The entries below should be output exactly as written.

++++

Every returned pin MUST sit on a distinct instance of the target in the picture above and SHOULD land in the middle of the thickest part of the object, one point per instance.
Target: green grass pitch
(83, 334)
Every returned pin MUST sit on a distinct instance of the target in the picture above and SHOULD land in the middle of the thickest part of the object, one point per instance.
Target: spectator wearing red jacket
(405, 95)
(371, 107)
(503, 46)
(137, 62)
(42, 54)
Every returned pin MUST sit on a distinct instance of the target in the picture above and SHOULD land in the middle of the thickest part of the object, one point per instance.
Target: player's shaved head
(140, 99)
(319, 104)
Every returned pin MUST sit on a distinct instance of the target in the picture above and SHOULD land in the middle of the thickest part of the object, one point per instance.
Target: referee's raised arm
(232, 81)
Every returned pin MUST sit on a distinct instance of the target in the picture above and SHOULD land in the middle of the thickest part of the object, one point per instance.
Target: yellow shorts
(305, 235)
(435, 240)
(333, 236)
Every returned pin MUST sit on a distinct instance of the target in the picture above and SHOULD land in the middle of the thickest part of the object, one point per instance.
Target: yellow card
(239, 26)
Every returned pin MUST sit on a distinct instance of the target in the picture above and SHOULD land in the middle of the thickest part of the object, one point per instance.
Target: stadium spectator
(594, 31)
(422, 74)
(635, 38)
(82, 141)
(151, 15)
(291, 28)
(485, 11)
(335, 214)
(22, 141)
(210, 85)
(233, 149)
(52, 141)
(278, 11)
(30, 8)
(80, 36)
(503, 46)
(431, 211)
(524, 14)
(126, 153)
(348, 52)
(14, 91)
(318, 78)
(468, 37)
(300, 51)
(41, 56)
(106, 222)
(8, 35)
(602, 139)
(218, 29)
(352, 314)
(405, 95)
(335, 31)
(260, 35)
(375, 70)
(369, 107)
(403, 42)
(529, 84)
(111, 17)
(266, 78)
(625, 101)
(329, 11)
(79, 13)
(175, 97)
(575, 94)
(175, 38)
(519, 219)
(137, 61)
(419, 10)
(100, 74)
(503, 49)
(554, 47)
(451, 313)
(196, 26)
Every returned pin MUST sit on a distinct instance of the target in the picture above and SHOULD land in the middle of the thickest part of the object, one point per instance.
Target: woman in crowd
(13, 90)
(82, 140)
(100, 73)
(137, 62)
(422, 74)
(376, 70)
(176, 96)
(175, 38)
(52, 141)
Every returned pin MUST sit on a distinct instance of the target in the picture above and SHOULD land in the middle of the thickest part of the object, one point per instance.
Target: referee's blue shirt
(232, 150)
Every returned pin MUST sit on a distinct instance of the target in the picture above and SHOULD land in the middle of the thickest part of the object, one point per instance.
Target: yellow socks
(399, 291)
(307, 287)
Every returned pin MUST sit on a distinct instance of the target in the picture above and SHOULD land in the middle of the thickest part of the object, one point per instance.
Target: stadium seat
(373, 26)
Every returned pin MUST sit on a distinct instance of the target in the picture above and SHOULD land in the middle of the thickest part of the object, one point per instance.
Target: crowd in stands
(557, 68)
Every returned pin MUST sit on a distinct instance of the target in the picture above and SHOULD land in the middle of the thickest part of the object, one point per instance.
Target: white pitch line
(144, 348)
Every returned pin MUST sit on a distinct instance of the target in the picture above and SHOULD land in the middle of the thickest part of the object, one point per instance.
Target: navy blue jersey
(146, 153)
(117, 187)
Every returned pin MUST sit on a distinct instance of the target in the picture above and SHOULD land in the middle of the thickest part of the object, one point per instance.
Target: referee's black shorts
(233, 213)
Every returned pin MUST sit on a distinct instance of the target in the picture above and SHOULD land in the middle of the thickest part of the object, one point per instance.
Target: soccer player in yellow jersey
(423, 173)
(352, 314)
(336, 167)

++++

# [Solution for this exercise]
Every returned pin MUST sit on a distinct instance of the target in the picture above and SHOULD land in the middle of the thickest part of the object, one point per instance.
Target: green grass pitch
(83, 334)
Every returned pin MUST sit on a distinct instance of the target in the picture above and SHOULD land in the middle of the thickest part of the object, one point per instance.
Target: spectator wearing red jacket
(405, 95)
(371, 107)
(503, 46)
(137, 62)
(42, 54)
Every returned pin MUST sit on a distinct instance of the target in the picture above and SHOULD land in the middle of the thickest part of the object, one point per instance.
Target: player's shaved head
(140, 99)
(319, 104)
Every returned pin MUST sit on a distinct instance of the target in the picture above and SHOULD land in the middle of the thickest part of the object, one point per instance.
Target: referee's raised arm
(232, 81)
Every returned pin MUST sit on a distinct instance of the target in the picture above and SHOULD land in the middle of the thickest part of the object, one point per instance.
Target: yellow shorts
(305, 235)
(435, 240)
(333, 236)
Every returned pin MUST sit on a distinct instance of the target in the picture above and SHOULD land in the middle of the thickest part of the object, one point per instance.
Target: yellow card
(239, 26)
Every returned pin MUST sit on a distinct instance of the target in the picture above and SHOULD land in the middle of the thickest part of the object, one point per instance.
Target: stadium spectator
(594, 31)
(422, 74)
(635, 38)
(82, 141)
(151, 15)
(291, 28)
(485, 11)
(335, 214)
(22, 141)
(210, 85)
(233, 149)
(52, 141)
(278, 11)
(30, 8)
(80, 36)
(503, 46)
(431, 211)
(524, 14)
(126, 153)
(348, 52)
(14, 91)
(318, 78)
(468, 37)
(300, 51)
(41, 56)
(106, 222)
(8, 35)
(602, 139)
(218, 29)
(352, 314)
(405, 95)
(335, 31)
(260, 35)
(375, 70)
(369, 107)
(403, 42)
(529, 84)
(111, 17)
(266, 78)
(625, 101)
(329, 11)
(79, 13)
(175, 97)
(575, 94)
(175, 38)
(519, 219)
(137, 61)
(419, 10)
(100, 74)
(503, 49)
(554, 47)
(451, 313)
(196, 26)
Every returned pin MUST sit on a distinct instance of the target in the picture above and SHOULD land in the middle of the thickest part of the object, one point per instance.
Target: woman in crowd
(13, 90)
(82, 140)
(100, 73)
(137, 62)
(422, 74)
(376, 70)
(176, 96)
(175, 38)
(52, 141)
Every returned pin MUST sit on a distinct instance of the target in the picture above and SHOULD land in the middle of the thickest part of the object, one point per instance.
Target: referee's blue shirt
(232, 150)
Every returned pin MUST sit on a distinct instance of the target in the picture above and SHOULD land in the middle of the thickest part of the object, one point per instance.
Target: yellow socks
(399, 291)
(307, 287)
Every returned pin MUST sit on a distinct instance of the target in the picture above and SHOULD land in the middle of the thickest part of the object, one point per instance.
Target: stadium seat
(373, 26)
Every returned pin MUST sit on a distinct instance of the target in the picture above and SHOULD land in the middle of the thickest part of the object, one point per instance.
Target: crowd in stands
(557, 68)
Every returned pin MUST sit on a distinct instance of the target in the picture above and SHOULD land in the middle of the thickest part of the object, one point per instance.
Target: white pitch line
(144, 348)
Every returned pin MUST sit on a distinct instance of the target in the picture above and SHOULD land in the middle of the thickest part of the object, one point per instance.
Target: navy blue jersey
(146, 153)
(117, 187)
Every returned pin MUST sit on a distinct instance of the target in the picture above and SHOULD land in the middle of the thickest part of the object, one point per instance.
Target: referee's black shorts
(233, 213)
Every returned pin MUST sit on a distinct instance of the target in the picture above and SHOULD land in the middle of the thickest part of the object, one point per instance.
Target: soccer player in yellow jersey
(423, 173)
(352, 314)
(336, 167)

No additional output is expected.